Set exercise.
Tally how many lines in the material below contain the string "crust". Reply with the number alone.

Data entries.
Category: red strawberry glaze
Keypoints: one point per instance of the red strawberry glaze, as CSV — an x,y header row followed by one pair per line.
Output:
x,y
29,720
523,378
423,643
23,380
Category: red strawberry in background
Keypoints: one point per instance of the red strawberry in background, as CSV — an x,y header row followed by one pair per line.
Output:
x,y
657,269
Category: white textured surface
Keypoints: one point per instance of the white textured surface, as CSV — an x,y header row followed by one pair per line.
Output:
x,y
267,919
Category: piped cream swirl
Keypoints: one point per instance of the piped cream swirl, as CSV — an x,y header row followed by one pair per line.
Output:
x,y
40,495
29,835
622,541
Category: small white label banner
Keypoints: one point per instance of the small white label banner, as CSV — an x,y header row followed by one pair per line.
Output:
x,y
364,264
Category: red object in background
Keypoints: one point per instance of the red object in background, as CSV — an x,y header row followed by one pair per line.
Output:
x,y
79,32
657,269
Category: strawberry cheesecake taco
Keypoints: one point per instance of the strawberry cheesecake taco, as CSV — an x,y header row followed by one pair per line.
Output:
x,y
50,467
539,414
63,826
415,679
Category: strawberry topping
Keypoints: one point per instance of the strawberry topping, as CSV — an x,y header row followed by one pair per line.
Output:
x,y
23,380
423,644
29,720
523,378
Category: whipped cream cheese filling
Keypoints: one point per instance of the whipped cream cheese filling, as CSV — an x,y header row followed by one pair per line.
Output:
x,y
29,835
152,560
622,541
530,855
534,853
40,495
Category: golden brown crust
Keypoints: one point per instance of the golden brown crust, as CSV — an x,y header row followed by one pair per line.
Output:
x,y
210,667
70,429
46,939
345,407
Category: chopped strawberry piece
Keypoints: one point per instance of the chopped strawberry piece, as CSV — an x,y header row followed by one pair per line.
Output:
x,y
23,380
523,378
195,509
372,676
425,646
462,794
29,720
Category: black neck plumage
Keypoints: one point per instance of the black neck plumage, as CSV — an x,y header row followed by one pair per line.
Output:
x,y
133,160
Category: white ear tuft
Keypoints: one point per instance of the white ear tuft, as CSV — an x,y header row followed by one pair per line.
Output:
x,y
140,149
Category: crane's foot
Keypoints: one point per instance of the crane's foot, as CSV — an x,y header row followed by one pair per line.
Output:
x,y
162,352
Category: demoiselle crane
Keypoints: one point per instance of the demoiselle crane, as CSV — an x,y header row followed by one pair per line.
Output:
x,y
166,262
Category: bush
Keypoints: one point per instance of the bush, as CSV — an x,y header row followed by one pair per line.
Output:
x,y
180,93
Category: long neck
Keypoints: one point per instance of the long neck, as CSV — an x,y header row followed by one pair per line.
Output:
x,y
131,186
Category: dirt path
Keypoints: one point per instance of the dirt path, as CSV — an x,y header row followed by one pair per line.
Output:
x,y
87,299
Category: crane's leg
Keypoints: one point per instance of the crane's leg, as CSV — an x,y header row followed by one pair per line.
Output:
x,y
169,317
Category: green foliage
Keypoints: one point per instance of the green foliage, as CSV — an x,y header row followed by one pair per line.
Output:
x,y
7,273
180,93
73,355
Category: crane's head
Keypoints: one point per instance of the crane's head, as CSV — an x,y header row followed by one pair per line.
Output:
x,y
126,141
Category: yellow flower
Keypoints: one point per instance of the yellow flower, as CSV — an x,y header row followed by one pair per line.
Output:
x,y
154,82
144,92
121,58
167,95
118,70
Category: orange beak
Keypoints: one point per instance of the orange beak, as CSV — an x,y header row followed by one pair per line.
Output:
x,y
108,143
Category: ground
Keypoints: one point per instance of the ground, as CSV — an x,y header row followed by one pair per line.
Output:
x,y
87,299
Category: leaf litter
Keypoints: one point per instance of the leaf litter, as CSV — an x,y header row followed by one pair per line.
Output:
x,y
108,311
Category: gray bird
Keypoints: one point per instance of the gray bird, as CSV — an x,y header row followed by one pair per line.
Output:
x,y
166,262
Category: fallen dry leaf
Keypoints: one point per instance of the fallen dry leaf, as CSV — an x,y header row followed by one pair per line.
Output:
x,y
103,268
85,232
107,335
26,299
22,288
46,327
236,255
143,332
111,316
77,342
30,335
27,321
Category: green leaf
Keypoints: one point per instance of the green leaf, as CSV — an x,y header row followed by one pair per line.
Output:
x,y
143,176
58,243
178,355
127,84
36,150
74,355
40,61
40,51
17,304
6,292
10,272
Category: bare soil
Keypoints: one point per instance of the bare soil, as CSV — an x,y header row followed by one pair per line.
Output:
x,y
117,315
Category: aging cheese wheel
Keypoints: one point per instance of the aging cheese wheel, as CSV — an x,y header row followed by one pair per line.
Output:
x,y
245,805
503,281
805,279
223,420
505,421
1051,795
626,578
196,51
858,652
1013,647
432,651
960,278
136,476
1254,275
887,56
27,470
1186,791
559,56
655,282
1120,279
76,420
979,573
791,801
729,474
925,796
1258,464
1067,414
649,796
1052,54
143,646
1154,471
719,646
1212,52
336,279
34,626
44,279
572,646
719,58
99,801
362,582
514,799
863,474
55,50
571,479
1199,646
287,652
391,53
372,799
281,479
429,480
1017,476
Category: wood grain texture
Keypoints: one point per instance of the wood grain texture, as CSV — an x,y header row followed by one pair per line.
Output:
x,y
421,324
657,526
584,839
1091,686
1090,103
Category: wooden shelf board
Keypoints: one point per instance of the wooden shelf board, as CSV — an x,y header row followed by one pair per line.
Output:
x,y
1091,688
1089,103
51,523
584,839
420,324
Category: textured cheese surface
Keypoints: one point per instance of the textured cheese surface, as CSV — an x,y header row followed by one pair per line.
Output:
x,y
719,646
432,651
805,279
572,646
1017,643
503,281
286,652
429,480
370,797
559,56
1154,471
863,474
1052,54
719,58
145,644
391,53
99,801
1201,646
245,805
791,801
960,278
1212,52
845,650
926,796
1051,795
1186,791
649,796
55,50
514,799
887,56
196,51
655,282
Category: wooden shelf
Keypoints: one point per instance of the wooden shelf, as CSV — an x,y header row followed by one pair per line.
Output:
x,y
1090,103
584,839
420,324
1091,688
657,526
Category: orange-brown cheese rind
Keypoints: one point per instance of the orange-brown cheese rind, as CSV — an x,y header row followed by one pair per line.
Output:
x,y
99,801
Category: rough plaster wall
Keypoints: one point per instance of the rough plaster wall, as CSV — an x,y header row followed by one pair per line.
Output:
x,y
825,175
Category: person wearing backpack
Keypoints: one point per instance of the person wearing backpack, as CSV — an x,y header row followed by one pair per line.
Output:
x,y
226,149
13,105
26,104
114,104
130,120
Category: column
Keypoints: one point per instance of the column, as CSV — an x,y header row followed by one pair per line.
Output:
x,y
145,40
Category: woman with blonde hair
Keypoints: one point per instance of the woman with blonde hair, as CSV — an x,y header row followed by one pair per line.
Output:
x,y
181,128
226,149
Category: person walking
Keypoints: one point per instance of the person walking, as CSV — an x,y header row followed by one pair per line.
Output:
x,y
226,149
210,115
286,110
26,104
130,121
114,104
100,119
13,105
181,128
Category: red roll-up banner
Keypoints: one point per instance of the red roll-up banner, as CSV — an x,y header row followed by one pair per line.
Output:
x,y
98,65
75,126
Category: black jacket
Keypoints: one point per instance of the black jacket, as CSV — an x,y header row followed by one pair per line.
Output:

...

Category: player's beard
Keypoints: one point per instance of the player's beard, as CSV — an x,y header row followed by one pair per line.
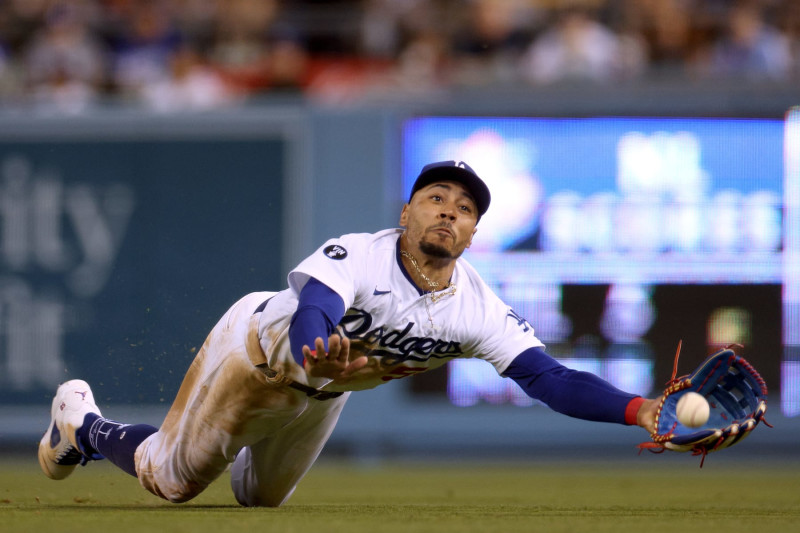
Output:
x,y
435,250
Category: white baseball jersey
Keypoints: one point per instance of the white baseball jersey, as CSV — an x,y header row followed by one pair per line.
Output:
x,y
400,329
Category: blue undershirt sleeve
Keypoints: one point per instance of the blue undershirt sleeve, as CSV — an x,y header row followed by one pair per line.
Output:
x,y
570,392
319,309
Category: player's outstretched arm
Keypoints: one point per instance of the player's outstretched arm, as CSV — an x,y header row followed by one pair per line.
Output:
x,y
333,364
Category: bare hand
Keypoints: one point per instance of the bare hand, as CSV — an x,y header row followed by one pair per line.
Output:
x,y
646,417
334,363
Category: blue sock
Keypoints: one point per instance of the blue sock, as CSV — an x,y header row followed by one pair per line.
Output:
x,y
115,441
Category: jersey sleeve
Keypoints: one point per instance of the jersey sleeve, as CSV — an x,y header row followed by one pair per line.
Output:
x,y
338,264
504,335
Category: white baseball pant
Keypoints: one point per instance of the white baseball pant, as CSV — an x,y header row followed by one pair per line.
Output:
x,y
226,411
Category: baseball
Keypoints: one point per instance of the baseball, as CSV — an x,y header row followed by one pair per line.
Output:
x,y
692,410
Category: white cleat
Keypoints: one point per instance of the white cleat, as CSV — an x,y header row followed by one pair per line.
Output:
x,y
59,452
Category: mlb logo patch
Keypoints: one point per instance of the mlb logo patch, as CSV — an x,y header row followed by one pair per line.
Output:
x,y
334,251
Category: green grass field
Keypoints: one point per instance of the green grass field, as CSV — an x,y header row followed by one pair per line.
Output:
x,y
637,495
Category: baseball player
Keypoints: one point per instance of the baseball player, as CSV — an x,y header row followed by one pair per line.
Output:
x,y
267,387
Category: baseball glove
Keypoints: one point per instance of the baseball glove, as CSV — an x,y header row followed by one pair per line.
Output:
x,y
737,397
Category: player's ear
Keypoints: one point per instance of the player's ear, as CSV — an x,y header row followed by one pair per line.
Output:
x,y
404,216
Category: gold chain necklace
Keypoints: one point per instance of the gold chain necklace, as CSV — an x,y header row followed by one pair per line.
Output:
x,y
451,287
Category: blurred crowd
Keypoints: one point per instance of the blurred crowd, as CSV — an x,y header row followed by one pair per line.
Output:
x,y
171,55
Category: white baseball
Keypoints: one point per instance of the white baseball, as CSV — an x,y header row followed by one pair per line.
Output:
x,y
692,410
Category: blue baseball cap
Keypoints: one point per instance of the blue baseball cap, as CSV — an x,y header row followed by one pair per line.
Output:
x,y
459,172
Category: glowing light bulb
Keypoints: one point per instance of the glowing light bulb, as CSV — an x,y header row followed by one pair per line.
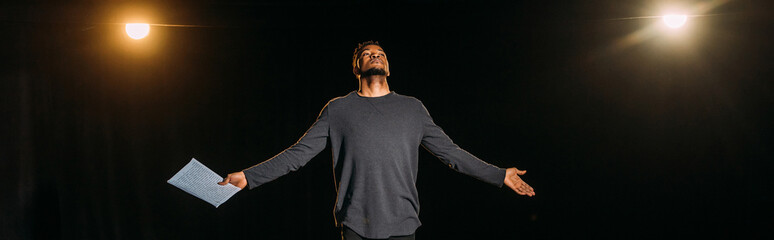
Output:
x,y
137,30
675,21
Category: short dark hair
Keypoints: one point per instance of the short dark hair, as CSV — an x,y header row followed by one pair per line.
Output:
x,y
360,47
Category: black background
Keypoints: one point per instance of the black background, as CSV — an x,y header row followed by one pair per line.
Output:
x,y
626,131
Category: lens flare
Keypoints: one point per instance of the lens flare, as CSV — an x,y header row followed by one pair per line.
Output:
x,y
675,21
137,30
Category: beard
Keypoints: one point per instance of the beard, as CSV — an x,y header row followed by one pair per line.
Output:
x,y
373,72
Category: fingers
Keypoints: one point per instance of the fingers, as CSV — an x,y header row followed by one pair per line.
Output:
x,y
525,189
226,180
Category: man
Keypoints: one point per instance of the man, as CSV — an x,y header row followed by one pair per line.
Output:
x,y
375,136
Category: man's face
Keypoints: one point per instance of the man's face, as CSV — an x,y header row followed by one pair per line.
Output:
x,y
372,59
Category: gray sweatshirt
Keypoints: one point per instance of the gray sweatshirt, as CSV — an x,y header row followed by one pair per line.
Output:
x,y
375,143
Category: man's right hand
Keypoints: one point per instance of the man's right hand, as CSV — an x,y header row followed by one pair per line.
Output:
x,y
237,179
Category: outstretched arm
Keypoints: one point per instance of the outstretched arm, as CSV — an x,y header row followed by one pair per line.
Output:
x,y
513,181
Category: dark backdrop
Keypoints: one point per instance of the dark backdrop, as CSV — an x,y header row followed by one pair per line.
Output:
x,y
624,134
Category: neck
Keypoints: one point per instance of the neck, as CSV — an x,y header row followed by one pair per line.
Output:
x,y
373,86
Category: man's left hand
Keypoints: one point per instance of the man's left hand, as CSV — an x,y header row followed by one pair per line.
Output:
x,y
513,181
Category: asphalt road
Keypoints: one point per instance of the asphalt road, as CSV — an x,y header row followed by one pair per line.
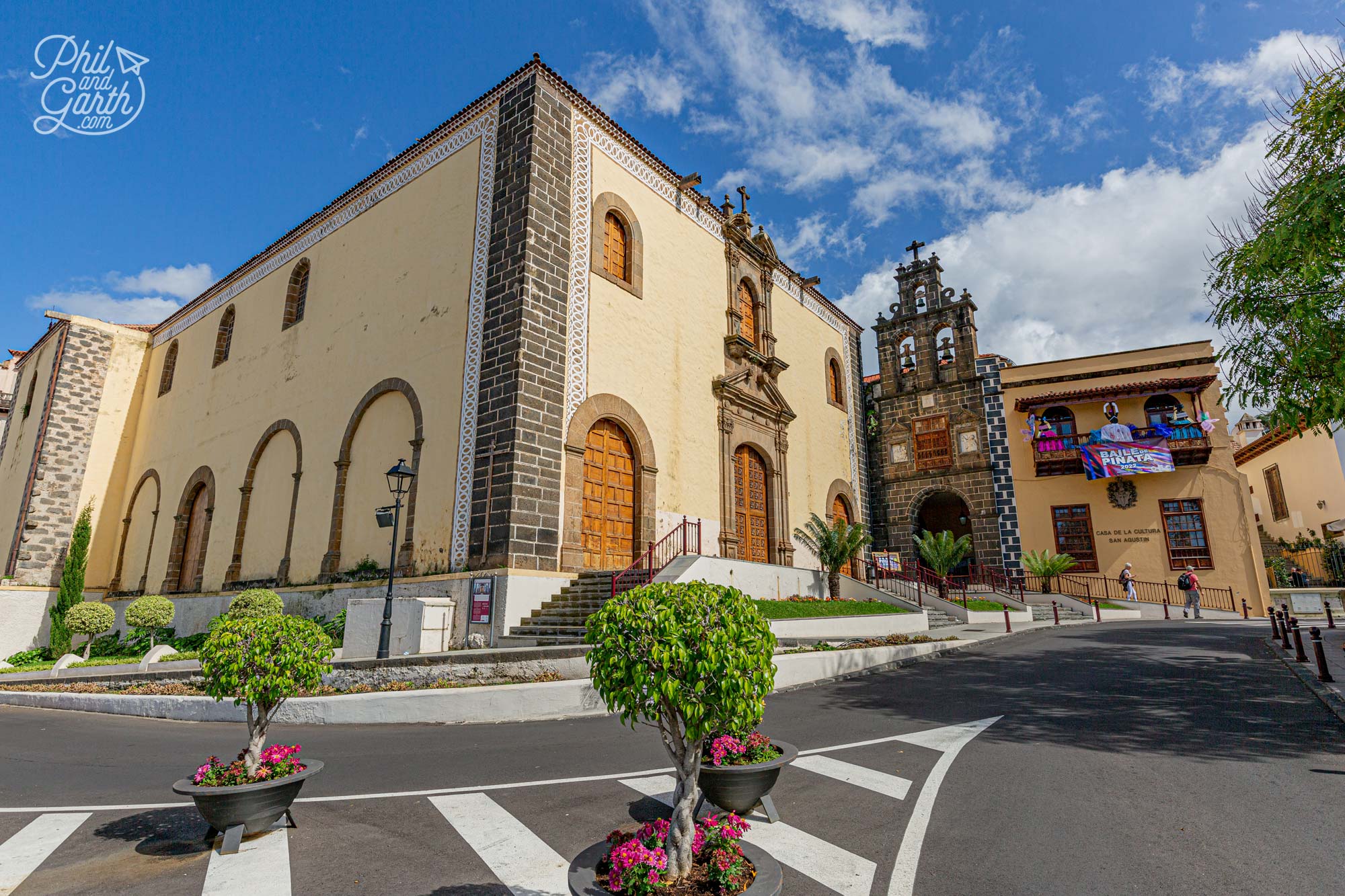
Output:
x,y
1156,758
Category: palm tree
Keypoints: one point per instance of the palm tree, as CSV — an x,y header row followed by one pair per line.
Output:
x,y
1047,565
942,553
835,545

Task answer.
2